> [Given passage]
Hawaii lawmakers have proposed an online gambling bill that would permit casino games, lotteries and poker in the Aloha State.
Hawaii currently has no legalized gambling and is one of only two states, Utah being the other, that have never enacted laws that allow residents to gamble. Utah will likely remain a non-gambling state, having passed legislation last year opting out of any Internet gambling regime that may take hold in the future on the federal level. But the recent introduction of SB 768, if approved, would allow Hawaiians aged 18 and above to partake in online gambling.
Senators Malama Solomon, Donovan M. Dela Cruz and Gilbert Kahele are sponsoring Hawaii’s latest attempt at Internet gambling legislation, proposing that the state create an Internet Lottery and Gaming Corporation that would regulate the industry. The newly-created state organization would select an experienced private online gaming provider through an application process to work together in offering online games to gamblers.
Those wishing to apply to provide online gaming services would be precluded from tossing their hat into the ring if they had accepted online wagers from U.S. players before Sept. 20, 2011. On that date, the U.S. Department of Justice ruled that the Wire Act pertained only to sports betting, but did not release its findings until December of the same year. SB 768 specifically prohibits wagering on sporting events.

> [What the exercise asks]
Answer these questions from the passage on Hawaii's online gambling bill:
1. Besides Hawaii, which state has never enacted laws allowing residents to gamble?
2. What minimum age would SB 768 set for Hawaiians to gamble online?
3. What kind of wagering does SB 768 specifically prohibit?
Nothing in the data is needed for work on this passage.

> [Record excerpts]
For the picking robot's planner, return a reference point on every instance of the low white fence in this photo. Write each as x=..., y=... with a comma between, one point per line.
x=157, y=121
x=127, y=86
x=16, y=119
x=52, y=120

> [Answer to this problem]
1. Utah
2. 18
3. Wagering on sporting events